**RECORDS FOR THIS TASK**

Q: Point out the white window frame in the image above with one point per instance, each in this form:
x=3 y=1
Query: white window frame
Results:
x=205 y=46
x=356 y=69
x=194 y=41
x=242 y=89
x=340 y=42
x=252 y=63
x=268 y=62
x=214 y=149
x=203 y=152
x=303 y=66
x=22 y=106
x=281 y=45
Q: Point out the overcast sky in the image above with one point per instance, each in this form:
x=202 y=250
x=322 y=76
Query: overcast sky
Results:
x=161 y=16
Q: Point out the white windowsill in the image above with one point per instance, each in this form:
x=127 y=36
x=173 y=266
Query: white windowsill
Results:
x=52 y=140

* * *

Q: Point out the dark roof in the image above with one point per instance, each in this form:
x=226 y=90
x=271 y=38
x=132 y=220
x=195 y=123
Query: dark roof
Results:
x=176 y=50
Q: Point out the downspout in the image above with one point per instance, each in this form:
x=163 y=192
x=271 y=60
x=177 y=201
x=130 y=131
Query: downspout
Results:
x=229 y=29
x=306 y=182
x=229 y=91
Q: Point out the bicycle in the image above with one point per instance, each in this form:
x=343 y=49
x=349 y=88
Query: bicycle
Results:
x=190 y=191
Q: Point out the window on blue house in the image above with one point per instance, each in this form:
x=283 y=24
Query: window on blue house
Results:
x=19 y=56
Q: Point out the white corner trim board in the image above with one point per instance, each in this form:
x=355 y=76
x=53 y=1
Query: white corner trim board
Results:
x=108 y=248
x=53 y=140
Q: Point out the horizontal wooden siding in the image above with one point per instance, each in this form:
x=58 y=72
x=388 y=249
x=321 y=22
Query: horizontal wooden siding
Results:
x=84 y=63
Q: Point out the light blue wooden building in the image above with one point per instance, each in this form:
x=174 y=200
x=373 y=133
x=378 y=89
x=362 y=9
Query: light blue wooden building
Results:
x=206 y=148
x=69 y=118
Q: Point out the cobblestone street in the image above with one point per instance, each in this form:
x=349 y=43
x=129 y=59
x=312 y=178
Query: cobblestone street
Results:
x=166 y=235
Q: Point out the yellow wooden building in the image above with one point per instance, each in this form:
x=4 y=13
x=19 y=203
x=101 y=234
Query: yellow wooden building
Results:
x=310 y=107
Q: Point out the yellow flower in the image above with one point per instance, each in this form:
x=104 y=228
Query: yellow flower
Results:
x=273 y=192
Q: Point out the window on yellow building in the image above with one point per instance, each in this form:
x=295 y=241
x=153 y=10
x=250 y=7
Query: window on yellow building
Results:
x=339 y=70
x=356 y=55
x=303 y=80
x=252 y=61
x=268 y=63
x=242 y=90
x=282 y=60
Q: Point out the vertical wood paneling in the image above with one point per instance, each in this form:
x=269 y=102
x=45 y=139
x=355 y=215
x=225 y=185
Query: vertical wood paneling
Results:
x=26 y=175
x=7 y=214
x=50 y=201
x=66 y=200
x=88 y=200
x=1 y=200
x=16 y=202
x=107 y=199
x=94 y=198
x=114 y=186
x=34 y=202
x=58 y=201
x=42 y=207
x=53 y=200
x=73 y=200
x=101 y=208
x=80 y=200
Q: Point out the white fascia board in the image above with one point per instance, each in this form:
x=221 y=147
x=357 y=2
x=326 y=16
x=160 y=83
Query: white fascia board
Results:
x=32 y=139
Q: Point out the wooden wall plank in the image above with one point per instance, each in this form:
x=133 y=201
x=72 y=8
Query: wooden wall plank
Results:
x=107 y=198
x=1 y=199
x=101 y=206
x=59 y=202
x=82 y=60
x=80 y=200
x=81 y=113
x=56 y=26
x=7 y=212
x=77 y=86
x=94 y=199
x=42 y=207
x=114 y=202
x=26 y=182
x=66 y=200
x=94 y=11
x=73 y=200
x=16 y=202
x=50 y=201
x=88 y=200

...

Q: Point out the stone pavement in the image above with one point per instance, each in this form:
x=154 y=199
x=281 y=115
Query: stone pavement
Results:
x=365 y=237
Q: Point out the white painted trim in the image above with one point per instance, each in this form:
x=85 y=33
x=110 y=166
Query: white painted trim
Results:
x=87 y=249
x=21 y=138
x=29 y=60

**TASK REQUIREMENTS**
Lines from the records above that hold "wooden" are the ones to list.

**ANSWER AREA**
Q: Point out the horizontal wooden siding in the image above with one point per instance, each in this form:
Query: horizontal wooden siding
Q: Point out the light blue wooden building in the image above with one point per instance, each in this form:
Query: light blue wooden building
Q: Point out the yellow wooden building in the image above with one point per instance, each in this form:
Query: yellow wooden building
Q: Point out the wooden wall plank in the image above with one point per instance, each in this form:
Query: wooden wall plank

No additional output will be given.